### Fragmento de texto
════════════════

Son, no lo olvidemos, ante todo trabajadores por cuenta ajena, sujetos a las preferencias de productores y directores cinematográficos, televisivos o teatrales, salvo aquellas excepciones en que ellos puedan ser quienes elijan. Y, pese a la abundancia de películas, series o espectáculos escénicos, sobre ellos gravita la sombra del paro, más fuerte ahora quizá que nunca. Ya se sabe que a nadie se le obliga a ser actor (pero también eso sucede en las otras profesiones liberales) y que su número va creciendo progresivamente, surgidos de las escuelas públicas y privadas, de los cursos de aprendizaje, incluso de los castings a los que se presentan quienes buscan acceder de forma directa a este mundo tan fascinante como duro, tan deslumbrador como cruel.

Son, en su inmensa mayoría, trabajadores y profesionales que se atienen a un proceso de formación continua, de preparación incesante, porque ahí radica casi siempre la base de su éxito. Ya lo decía el entonces ministro de Cultura, César Antonio Molina, en sus palabras durante el acto en el que se concedió el Premio Nacional de Cinematografía a Javier Bardem: «Ser actor o actriz supone un duro trabajo, que nace del rigor y del entrenamiento, de prepararse a fondo los personajes en sus múltiples vertientes para llegar al objetivo buscado de transformarse en ellos y hacerlos creíbles a ojos del público. Sin desdeñar en absoluto lo que de innato haya en esta capacidad de recreación, que ha dado tantos nombres de gloria al cine y al teatro españoles, Javier Bardem nos aporta esa imagen del actor moderno que basa su labor en el estudio y el detenido análisis fílmico y anímico de sus personajes, imagen en la que convergen muchos otros de sus compañeros y compañeras». El mismo Javier Bardem que acaba de conseguir el Premio al Mejor Actor del Festival de Cannes, sumándolo a una serie incesante de galardones, y que allí mismo ha subrayado ese máximo objetivo de «eclipsarse» personalmente en beneficio del personaje. Lo que se logra gracias a la preparación y al entrenamiento, algo que nos parece evidente cuando se trata de un deportista, pero que no percibimos ni valoramos igual en el caso de los intérpretes.

Son, cuando llegan a este nivel, referentes sociales, imágenes valiosas y reconocibles de una sociedad que necesita de ellas. Lo hemos comprobado en los últimos años con motivo del triste fallecimiento de Fernando Fernán Gómez, Agustín González o José Luis López Vázquez, cuando los más diversos sectores españoles se han volcado en el agradecimiento a aquellos que les habían proporcionado tantos momentos de satisfacción, alegre o triste pero siempre intensa, frente una pantalla o un escenario. Continuar ese legado, ser fieles al compromiso que tienen con una sociedad (y del que se deriva esa actitud cívica y pública que antes mencionaba), significa su responsabilidad y la autoexigencia que deben mantener respecto a sí mismos y su profesión. Viendo, por ejemplo, hace unas semanas La función por hacer, donde un grupo de jóvenes actrices y actores -excelentemente dirigidos por Miguel del Arco- se dejan la piel para dotar de verdad y cercanía a los seis personajes pirandellianos, creo que el respeto a esos principios se halla asegurado para el futuro.

════════════════

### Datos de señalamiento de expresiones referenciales
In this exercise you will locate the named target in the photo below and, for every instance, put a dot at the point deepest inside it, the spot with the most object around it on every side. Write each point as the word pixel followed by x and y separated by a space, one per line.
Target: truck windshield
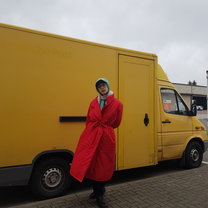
pixel 172 102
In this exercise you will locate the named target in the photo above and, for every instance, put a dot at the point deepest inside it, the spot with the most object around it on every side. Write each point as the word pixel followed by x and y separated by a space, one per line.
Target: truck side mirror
pixel 193 111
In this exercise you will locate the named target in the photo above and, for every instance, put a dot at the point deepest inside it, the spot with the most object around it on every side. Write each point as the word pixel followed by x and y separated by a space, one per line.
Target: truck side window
pixel 172 102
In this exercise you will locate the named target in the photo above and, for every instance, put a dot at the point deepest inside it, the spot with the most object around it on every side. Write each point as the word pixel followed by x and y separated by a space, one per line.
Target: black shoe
pixel 100 202
pixel 92 196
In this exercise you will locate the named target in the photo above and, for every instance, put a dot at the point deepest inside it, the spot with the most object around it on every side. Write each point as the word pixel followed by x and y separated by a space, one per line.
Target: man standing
pixel 94 157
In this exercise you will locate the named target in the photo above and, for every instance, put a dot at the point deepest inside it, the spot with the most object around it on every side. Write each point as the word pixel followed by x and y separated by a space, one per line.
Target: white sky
pixel 175 30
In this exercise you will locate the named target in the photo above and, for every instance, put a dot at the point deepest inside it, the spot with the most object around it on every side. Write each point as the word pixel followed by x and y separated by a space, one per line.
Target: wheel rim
pixel 52 178
pixel 194 154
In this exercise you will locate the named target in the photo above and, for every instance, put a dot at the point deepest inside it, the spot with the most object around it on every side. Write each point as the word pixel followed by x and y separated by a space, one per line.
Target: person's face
pixel 102 88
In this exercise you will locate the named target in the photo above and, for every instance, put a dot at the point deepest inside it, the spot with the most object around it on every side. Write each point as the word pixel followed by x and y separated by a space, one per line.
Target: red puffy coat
pixel 95 153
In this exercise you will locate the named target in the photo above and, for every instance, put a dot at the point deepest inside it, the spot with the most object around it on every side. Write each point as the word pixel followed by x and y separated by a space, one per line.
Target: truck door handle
pixel 146 119
pixel 166 121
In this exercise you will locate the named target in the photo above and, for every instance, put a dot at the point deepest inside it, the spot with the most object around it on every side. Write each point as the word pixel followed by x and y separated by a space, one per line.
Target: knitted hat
pixel 102 80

════════════════

### Instrucciones
**A)** Transcriba de forma literal la parte del fragmento sobre el oficio de actor que se inicia con las palabras que contienen "Son, no lo olvidemos, ante" y concluye con "deslumbrador como cruel.".
**B)** Reformule en forma de lista el párrafo del fragmento sobre el oficio de actor que empieza con "Son, cuando llegan a este nivel", conservando sus datos principales.

### Soluciones
**A)**
Son, no lo olvidemos, ante todo trabajadores por cuenta ajena, sujetos a las preferencias de productores y directores cinematográficos, televisivos o teatrales, salvo aquellas excepciones en que ellos puedan ser quienes elijan. Y, pese a la abundancia de películas, series o espectáculos escénicos, sobre ellos gravita la sombra del paro, más fuerte ahora quizá que nunca. Ya se sabe que a nadie se le obliga a ser actor (pero también eso sucede en las otras profesiones liberales) y que su número va creciendo progresivamente, surgidos de las escuelas públicas y privadas, de los cursos de aprendizaje, incluso de los castings a los que se presentan quienes buscan acceder de forma directa a este mundo tan fascinante como duro, tan deslumbrador como cruel.

**B)**
- Al alcanzar ese nivel, los actores se convierten en referentes sociales: imágenes valiosas y reconocibles que la sociedad necesita.
- Así se ha comprobado tras el fallecimiento de Fernando Fernán Gómez, Agustín González y José Luis López Vázquez. Entonces, los más diversos sectores españoles se volcaron en agradecerles los momentos de satisfacción que habían proporcionado frente a una pantalla o un escenario.
- Continuar ese legado y ser fieles a su compromiso con la sociedad constituye su responsabilidad y les exige autoexigencia respecto a sí mismos y a su profesión.
- A propósito de La función por hacer, en la que jóvenes actrices y actores dirigidos por Miguel del Arco dotan de verdad y cercanía a los seis personajes pirandellianos, se expresa la convicción de que el respeto a esos principios está asegurado para el futuro.